■ Text passage:

The Golden Morning Breaks does indeed herald something new in Colleen’s world, although nothing as drastic as that title (actually from a piece by late 16th century lute player John Dowland) might lead today’s hip-hop-addled youth to suppose. Although her sonic manipulations on the first album were never predictable as such (despite frequent looping there was an uncertainty about them that made things both more interesting and more human), preparing to perform the compositions live exposed Shott afresh to the pleasures of performing and of learning new instruments, her listening repertoire broadening to take in viola de gamba, West African kora, and Indonesian folk and Gamelan. Though these influences may not be immediately obvious, this is partly because Shott has, for the moment at least, turned her back on sampling (“There’s no point in copying them because it would never be as good as the original”) and mainly because Colleen has never been about certain motifs, instruments or structures, but rather about the evocation of ambience, whether in minute, dusty detail or broad, luminous shades.
Much abused journalistically, the term “diaphanous” has never been as apposite as it is here.
As a record, this album’s strengths and weaknesses coincide almost exactly with those of the form and hence will clash with the mood and sensibilities of the listener accordingly; which is to say that if listening to a track like “The Heart Harmonicon” — which might be described as akin to watching raindrops fall and bounce on this 19th century glass glockenspiel-precursor through a magnifying glass at sunrise — strikes you as twee and only momentarily diverting, then the music here is not for you. There are no hooks or rhythmics, and one could accuse a decent percentage of the record of being pretty, plonky aimlessness which, due to its stranger and more haunting qualities, cannot even be employed as soothing wallpaper.

■ Short task 1:
Answer these questions from the album review:
(a) The album's title comes from a piece by which musician?
(b) Shott has stopped using which technique for now?
(c) Which two things does the review say the album has none of?
■ Short task 2: Keep writing the album review, starting right after its last sentence.

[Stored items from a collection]
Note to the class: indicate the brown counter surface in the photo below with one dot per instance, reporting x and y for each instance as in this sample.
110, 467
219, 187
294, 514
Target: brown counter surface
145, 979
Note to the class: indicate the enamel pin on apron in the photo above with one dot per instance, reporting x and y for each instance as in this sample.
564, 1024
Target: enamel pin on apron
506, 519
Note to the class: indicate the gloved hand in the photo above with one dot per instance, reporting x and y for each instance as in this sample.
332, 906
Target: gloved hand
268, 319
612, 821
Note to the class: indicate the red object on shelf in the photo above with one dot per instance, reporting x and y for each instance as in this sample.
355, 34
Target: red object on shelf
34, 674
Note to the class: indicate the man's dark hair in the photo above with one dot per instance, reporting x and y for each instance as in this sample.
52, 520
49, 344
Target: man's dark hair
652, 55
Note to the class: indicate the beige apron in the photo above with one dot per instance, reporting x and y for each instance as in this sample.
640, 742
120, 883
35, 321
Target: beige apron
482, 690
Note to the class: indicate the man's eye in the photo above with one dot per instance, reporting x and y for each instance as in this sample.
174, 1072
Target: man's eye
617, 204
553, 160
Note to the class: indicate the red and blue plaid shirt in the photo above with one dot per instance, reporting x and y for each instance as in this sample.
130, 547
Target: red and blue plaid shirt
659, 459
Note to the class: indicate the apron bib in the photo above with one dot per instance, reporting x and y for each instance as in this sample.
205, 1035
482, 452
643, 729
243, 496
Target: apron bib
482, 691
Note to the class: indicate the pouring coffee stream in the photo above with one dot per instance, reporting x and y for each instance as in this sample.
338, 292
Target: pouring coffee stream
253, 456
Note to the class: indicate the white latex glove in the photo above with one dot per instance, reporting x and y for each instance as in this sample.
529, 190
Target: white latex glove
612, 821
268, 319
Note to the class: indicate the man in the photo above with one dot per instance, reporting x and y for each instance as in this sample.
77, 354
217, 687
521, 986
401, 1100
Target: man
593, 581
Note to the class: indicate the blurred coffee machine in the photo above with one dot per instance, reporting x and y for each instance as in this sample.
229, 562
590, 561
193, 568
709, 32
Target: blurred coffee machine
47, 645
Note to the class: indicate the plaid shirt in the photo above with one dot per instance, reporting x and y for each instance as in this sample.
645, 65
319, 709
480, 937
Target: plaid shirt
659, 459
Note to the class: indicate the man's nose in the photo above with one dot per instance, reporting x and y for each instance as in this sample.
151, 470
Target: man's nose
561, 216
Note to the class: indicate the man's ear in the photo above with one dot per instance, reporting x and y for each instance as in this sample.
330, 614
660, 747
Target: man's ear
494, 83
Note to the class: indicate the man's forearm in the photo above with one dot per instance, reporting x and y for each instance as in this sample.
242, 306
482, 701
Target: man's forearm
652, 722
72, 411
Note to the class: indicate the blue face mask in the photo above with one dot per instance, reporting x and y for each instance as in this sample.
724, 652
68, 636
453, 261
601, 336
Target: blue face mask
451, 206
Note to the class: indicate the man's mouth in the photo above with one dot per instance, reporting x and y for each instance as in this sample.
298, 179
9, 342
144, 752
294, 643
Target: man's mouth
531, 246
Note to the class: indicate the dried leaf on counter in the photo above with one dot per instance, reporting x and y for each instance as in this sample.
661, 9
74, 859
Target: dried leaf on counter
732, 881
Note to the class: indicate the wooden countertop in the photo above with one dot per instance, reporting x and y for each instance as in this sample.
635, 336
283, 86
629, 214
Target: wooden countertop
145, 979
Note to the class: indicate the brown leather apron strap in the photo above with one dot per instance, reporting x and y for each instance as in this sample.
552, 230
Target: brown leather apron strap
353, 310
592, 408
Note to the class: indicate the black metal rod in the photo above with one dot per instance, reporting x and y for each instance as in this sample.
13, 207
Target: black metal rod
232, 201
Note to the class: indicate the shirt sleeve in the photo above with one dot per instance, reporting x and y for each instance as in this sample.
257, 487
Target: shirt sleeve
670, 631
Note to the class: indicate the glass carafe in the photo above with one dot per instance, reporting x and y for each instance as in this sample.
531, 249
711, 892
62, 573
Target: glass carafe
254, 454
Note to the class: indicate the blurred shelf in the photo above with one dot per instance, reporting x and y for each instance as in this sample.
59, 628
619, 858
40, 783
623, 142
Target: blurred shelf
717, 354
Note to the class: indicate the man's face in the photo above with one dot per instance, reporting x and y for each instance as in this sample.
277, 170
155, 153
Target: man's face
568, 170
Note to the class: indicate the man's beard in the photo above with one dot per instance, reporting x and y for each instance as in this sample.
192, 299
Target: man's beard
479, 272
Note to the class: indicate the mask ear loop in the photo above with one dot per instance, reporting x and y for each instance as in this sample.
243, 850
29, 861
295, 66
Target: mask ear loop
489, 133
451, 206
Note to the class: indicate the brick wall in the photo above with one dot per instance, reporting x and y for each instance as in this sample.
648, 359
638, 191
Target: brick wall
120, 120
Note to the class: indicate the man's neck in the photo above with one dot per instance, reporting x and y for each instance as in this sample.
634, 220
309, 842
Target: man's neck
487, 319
==
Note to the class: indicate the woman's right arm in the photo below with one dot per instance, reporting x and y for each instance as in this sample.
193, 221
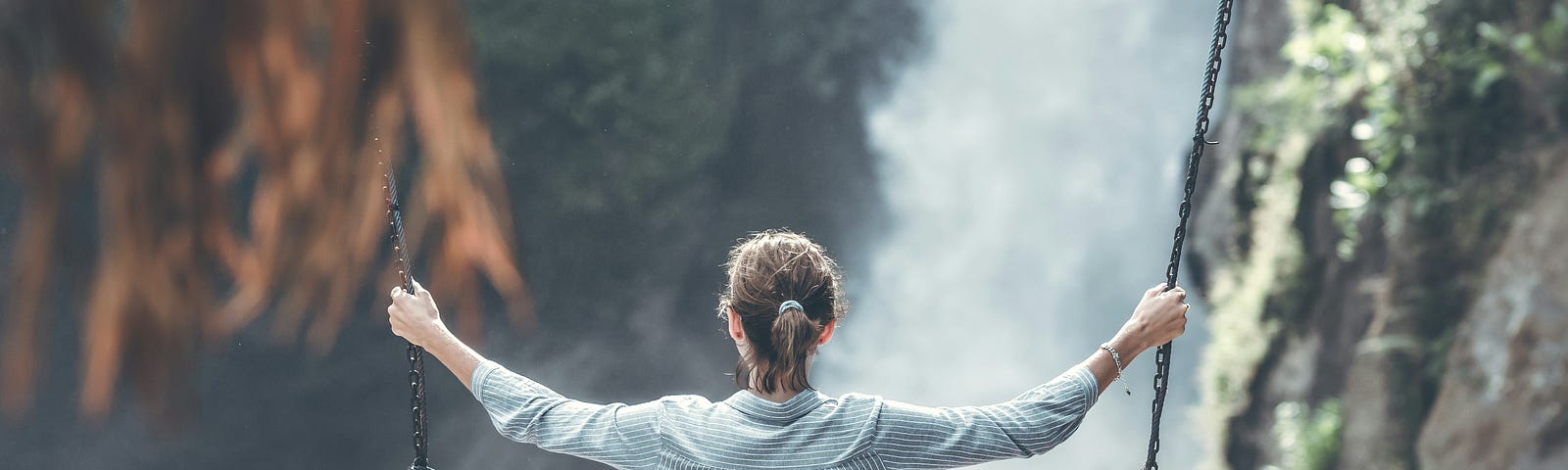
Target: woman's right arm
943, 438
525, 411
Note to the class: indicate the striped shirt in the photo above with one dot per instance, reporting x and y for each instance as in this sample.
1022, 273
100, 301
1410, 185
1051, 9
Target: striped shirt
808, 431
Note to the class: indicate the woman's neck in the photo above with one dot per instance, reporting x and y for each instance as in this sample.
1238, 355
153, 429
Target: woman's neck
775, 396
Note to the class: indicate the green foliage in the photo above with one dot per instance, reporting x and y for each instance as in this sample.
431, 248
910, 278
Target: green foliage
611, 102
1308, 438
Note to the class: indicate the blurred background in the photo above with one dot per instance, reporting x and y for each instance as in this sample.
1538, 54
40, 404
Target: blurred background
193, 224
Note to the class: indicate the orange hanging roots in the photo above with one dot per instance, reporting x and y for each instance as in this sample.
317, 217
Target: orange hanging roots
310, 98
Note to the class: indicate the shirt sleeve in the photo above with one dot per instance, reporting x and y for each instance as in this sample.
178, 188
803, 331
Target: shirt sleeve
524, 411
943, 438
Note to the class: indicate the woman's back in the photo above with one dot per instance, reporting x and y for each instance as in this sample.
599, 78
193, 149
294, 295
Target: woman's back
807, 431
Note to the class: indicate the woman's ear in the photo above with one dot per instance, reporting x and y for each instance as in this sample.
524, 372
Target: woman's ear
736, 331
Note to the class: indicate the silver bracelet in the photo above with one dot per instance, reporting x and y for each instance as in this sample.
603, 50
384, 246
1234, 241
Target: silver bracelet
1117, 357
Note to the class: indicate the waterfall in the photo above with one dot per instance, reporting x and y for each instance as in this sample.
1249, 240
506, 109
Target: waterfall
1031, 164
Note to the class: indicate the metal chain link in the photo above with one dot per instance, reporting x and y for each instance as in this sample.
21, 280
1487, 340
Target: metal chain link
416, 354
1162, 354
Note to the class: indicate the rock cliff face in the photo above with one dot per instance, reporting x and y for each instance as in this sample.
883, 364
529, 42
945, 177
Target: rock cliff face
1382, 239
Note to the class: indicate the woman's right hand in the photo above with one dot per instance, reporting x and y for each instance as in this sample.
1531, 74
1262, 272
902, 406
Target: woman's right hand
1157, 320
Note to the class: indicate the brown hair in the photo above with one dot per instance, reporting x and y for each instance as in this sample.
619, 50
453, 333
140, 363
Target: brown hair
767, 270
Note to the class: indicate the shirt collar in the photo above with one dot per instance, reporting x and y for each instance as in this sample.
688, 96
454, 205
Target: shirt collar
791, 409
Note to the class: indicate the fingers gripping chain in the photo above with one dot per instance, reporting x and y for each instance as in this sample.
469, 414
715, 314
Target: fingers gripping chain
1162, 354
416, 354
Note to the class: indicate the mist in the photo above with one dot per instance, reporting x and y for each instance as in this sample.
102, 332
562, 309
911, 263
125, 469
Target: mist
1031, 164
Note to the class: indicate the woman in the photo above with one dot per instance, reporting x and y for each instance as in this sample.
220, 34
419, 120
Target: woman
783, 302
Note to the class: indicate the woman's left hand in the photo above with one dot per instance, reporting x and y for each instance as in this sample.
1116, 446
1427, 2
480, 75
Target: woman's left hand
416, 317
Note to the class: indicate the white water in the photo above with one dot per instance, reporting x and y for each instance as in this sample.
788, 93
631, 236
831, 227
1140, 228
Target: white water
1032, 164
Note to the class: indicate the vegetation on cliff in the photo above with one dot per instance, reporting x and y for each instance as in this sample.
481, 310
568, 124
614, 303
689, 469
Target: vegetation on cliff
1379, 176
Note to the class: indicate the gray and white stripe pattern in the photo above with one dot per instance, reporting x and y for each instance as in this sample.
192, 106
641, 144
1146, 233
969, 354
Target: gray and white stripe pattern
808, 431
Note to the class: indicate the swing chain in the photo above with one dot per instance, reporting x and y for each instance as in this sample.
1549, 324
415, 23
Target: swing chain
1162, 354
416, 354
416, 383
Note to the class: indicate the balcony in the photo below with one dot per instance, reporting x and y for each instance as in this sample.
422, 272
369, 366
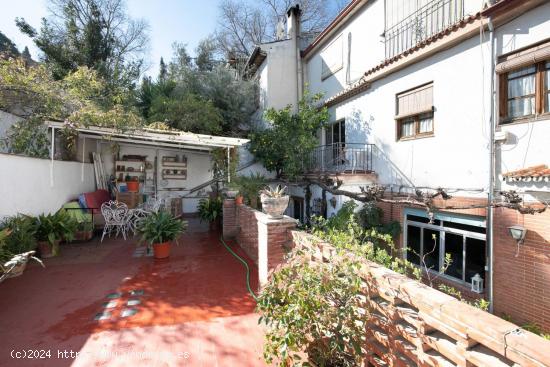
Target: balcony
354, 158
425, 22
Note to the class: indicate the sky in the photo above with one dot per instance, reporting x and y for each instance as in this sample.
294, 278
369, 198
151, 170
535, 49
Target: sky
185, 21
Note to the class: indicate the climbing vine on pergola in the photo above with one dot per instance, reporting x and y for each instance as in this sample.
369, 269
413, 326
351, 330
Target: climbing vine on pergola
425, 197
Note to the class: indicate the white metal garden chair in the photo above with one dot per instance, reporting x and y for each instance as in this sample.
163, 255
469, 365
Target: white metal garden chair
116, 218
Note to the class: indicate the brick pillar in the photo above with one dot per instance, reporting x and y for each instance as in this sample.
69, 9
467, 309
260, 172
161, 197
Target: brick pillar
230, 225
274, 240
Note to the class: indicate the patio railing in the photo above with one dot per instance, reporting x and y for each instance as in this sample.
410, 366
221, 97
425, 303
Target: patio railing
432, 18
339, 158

■ Result 1:
(a) John Dowland, a lute player of the late 16th century.
(b) Sampling.
(c) Hooks and rhythmics.

■ Result 2:
What is required in order to reap the benefits of Colleen’s matchless but incredibly finely attuned talent is the time and willingness to immerse oneself (indeed, perhaps to inebriate oneself) in the romance of the gently lapsing moment, letting the faerie lights of Schott’s tones coalesce into tender swathes of a fragrant wonder both self-absorbed and drifting, content and enthralled within and of itself. Looking for stand-out tracks or even portions of them is completely beside the point; instead we have a constellation of gorgeous moments and the images they evoke: an old cuckoo clock floating beside a fireplace, slowly winding down; bubbles rising in vintage cider through the mist of an early sunset in autumn; warm river water lapping between your toes when you stand on a pebble beach during the last afternoon in spring; moonlight spreading across your pillow and into Shott’s silent elfin eyes as she watches over you, her blonde hair cushioned beneath your cheek…
Ye gods, someone bring me a fuckin’ Motörhead album whilst I still have some hardened hack dignity left.